Congressional Budget Office projects infrastructure bill would add $250 billion to deficit over the next decade.

The Congressional Budget Office projected on Thursday that the Senate’s bipartisan infrastructure bill would add more than $250 billion to the federal deficit over the next decade, confirming suspicions that the sprawling legislation would not fully pay for itself.

The analysis from Congress’s official scorekeeper shows that about half of the proposed $550 billion in new spending on roads, bridges and broadband would be financed by adding to the nation’s debt. The findings could give pause to some Republicans who are loath to raise taxes or add to deficits but have agreed to support the legislation. However, the bill is still likely to have sufficient backing to pass by the end of the weekend.

An estimate from the nonpartisan Congressional Budget Office was one of the last major obstacles for the legislation, which independent analysts had projected could add hundreds of millions of dollars to the nation’s deficit. The C.B.O. ultimately calculated that the bill would add $256 billion to projected deficits from 2021 to 2031.

Proponents in both parties have contended that the measure is fully paid for, even as fiscal watchdogs have warned that lawmakers are using budgetary gimmicks to obscure the true cost.

A new analysis released by the University of Pennsylvania’s Penn Wharton Budget Model on Thursday estimated that the legislation would authorize $548 billion in new infrastructure investments. Changes to the tax code would finance $132 billion of that, the analysis said, but the remaining $351 billion would be deficit spending. The legislation would have no significant impact on economic growth through 2050, the analysis concluded, contradicting the Republicans and Democrats who wrote it, who estimated that growth would generate $56 billion in savings.

In its report on Thursday, the C.B.O. said that it did not estimate how any macroeconomic effects of the legislation would influence the federal budget.

The Committee for a Responsible Federal Budget has also taken issue with the lawmakers’ accounting. For instance, senators estimated $200 billion in savings from unused funds from earlier pandemic relief packages. But the committee said that those savings had already occurred, so they should not count as an offset for the cost of the infrastructure bill, which it estimated would have a net cost of about $350 billion.
-*-*-
Copy out the passage of the article on the infrastructure bill's deficit impact starting with "In its report" and going on through "about $350 billion.". The rows that come next are separate material with no connection to the article on the infrastructure bill's deficit impact.

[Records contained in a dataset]
-*-*-
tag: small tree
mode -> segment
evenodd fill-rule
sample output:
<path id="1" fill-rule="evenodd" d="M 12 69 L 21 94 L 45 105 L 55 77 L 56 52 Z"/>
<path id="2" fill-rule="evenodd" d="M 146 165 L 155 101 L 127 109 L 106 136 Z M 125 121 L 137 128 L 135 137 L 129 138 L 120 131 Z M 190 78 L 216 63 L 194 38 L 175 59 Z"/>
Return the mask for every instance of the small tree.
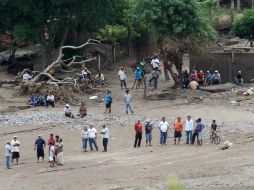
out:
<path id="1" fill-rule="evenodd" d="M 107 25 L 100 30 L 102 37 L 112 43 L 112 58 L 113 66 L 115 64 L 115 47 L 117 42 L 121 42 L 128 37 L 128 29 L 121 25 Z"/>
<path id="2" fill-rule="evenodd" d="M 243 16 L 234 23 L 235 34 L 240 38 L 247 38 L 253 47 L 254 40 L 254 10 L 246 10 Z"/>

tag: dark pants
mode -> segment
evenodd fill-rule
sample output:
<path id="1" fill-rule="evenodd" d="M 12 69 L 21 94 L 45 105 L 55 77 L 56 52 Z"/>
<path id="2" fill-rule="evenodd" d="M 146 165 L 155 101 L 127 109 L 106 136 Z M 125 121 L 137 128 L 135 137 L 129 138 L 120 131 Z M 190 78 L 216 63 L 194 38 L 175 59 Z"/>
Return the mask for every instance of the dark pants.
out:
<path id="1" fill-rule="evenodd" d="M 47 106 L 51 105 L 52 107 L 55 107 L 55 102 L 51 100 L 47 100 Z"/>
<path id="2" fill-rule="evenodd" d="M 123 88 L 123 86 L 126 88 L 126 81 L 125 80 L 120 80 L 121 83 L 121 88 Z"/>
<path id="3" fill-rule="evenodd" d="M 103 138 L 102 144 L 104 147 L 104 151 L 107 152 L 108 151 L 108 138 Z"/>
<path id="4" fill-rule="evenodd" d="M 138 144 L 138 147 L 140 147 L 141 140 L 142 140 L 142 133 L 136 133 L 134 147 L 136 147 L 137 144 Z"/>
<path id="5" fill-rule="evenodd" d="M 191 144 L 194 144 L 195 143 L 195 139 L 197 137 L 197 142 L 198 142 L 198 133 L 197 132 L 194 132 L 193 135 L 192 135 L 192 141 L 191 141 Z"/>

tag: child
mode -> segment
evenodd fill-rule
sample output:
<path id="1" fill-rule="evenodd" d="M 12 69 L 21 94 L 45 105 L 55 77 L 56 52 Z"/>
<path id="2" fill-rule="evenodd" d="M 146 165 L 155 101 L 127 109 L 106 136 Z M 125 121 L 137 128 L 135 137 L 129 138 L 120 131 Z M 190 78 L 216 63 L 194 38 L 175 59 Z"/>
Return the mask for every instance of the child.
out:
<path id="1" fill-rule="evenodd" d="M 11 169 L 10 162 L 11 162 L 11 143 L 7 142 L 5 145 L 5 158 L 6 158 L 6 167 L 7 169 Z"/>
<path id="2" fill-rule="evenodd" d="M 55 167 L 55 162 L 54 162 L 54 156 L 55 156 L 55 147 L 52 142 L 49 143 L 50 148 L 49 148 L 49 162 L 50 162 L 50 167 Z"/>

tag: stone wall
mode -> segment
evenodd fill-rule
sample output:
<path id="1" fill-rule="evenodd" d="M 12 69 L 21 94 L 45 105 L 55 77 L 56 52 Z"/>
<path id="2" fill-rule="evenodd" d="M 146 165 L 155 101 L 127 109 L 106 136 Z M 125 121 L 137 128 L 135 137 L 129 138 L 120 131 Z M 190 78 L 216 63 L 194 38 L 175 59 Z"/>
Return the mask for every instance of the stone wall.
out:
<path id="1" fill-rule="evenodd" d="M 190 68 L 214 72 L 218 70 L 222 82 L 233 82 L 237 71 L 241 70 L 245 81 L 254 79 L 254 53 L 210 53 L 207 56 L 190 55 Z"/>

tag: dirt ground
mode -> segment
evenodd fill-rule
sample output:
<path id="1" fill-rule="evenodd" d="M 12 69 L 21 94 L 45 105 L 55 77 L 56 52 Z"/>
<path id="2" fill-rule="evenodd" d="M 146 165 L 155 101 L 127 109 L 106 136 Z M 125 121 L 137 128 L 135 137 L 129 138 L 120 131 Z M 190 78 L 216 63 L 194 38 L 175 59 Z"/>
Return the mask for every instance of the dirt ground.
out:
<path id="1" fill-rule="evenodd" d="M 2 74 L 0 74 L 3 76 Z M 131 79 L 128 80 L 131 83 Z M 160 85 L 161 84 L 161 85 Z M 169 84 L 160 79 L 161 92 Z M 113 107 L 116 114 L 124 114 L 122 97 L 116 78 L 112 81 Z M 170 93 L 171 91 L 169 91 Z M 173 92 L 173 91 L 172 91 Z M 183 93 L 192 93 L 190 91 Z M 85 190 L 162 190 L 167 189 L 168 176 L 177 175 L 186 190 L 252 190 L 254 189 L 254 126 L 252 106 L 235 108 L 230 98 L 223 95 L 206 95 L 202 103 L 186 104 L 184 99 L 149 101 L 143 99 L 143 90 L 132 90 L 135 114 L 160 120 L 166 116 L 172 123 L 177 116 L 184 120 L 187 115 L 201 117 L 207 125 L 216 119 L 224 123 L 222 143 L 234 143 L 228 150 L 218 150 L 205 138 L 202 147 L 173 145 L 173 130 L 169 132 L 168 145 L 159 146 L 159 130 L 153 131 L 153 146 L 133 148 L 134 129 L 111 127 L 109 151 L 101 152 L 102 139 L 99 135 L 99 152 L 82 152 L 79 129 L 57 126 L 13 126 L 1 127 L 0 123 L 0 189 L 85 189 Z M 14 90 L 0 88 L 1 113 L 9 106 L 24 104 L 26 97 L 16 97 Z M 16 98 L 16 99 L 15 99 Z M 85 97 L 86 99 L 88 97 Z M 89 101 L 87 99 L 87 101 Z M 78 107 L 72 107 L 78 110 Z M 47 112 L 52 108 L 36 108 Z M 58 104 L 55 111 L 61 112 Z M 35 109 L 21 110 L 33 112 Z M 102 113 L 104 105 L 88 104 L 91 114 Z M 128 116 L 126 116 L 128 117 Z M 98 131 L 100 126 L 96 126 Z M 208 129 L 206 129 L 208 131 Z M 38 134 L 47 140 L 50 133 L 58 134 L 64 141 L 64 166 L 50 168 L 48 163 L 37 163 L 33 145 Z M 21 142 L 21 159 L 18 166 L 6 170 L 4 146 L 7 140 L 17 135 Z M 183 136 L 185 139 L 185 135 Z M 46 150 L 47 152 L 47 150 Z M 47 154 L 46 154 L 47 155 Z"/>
-*-*-
= Answer below =
In its report on Thursday, the C.B.O. said that it did not estimate how any macroeconomic effects of the legislation would influence the federal budget.

The Committee for a Responsible Federal Budget has also taken issue with the lawmakers’ accounting. For instance, senators estimated $200 billion in savings from unused funds from earlier pandemic relief packages. But the committee said that those savings had already occurred, so they should not count as an offset for the cost of the infrastructure bill, which it estimated would have a net cost of about $350 billion.